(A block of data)
* begin *

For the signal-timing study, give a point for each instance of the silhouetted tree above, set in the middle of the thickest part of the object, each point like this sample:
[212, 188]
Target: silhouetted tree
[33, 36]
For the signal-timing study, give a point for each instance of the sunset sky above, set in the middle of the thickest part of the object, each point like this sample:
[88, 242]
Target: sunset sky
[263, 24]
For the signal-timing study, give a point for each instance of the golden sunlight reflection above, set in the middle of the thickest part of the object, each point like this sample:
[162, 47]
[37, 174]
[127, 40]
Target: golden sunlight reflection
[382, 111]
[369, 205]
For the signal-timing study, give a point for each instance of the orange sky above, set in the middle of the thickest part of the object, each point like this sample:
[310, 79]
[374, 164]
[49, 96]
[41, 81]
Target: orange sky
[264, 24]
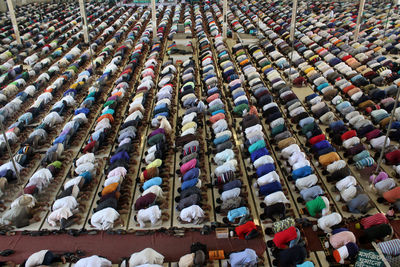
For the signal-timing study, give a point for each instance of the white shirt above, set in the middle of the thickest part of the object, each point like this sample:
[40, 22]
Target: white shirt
[227, 166]
[74, 181]
[155, 189]
[36, 259]
[52, 119]
[146, 256]
[288, 151]
[191, 214]
[93, 261]
[262, 161]
[345, 183]
[351, 142]
[85, 167]
[104, 219]
[112, 180]
[223, 156]
[348, 193]
[326, 222]
[57, 215]
[337, 165]
[266, 179]
[152, 214]
[295, 157]
[277, 197]
[86, 158]
[306, 182]
[65, 202]
[226, 195]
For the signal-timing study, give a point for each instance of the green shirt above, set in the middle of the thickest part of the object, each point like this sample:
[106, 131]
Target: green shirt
[239, 109]
[315, 206]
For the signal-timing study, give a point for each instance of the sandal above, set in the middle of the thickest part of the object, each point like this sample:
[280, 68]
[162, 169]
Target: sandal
[7, 252]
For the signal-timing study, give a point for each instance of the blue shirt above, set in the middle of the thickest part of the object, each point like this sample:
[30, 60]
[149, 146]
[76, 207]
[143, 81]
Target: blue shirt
[248, 257]
[151, 182]
[301, 172]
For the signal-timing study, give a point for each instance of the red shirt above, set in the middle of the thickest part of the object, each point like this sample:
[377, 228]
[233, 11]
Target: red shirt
[244, 229]
[317, 139]
[284, 237]
[348, 135]
[376, 219]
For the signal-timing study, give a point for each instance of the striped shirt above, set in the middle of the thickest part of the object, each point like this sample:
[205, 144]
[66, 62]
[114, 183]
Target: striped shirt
[391, 247]
[376, 219]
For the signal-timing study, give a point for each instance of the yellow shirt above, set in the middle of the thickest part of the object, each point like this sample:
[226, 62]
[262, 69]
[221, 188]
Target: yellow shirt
[155, 163]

* end *

Copy the items word for word, from the line that contains "of the blue" through the last line of the items, including both of those lines.

For the signal-timing study, give a point for each instance of the blue shirt above, set in the middle of the thickest part of the object, each point like this sample:
[30, 60]
[149, 146]
[76, 207]
[143, 81]
Target: blue shirt
[248, 257]
[151, 182]
[301, 172]
For the signal-timing study, give a point for each instance of the red shirt above, set in the middle of the thickest part of the object, each point like this sample:
[377, 228]
[233, 11]
Target: red shirt
[244, 229]
[317, 139]
[284, 237]
[348, 135]
[376, 219]
For the signal-timing study, give a point for each instance of the striped shirt above, set in the middle of the thickest part of the object, each point like this sample:
[205, 144]
[66, 62]
[114, 183]
Target: striped shirt
[391, 247]
[376, 219]
For the signal-timing study, give a point for each instance of the yellow shirt above, set in the middle of the thickest part of the object, each point like this sample:
[226, 62]
[262, 69]
[221, 188]
Target: yellow shirt
[155, 163]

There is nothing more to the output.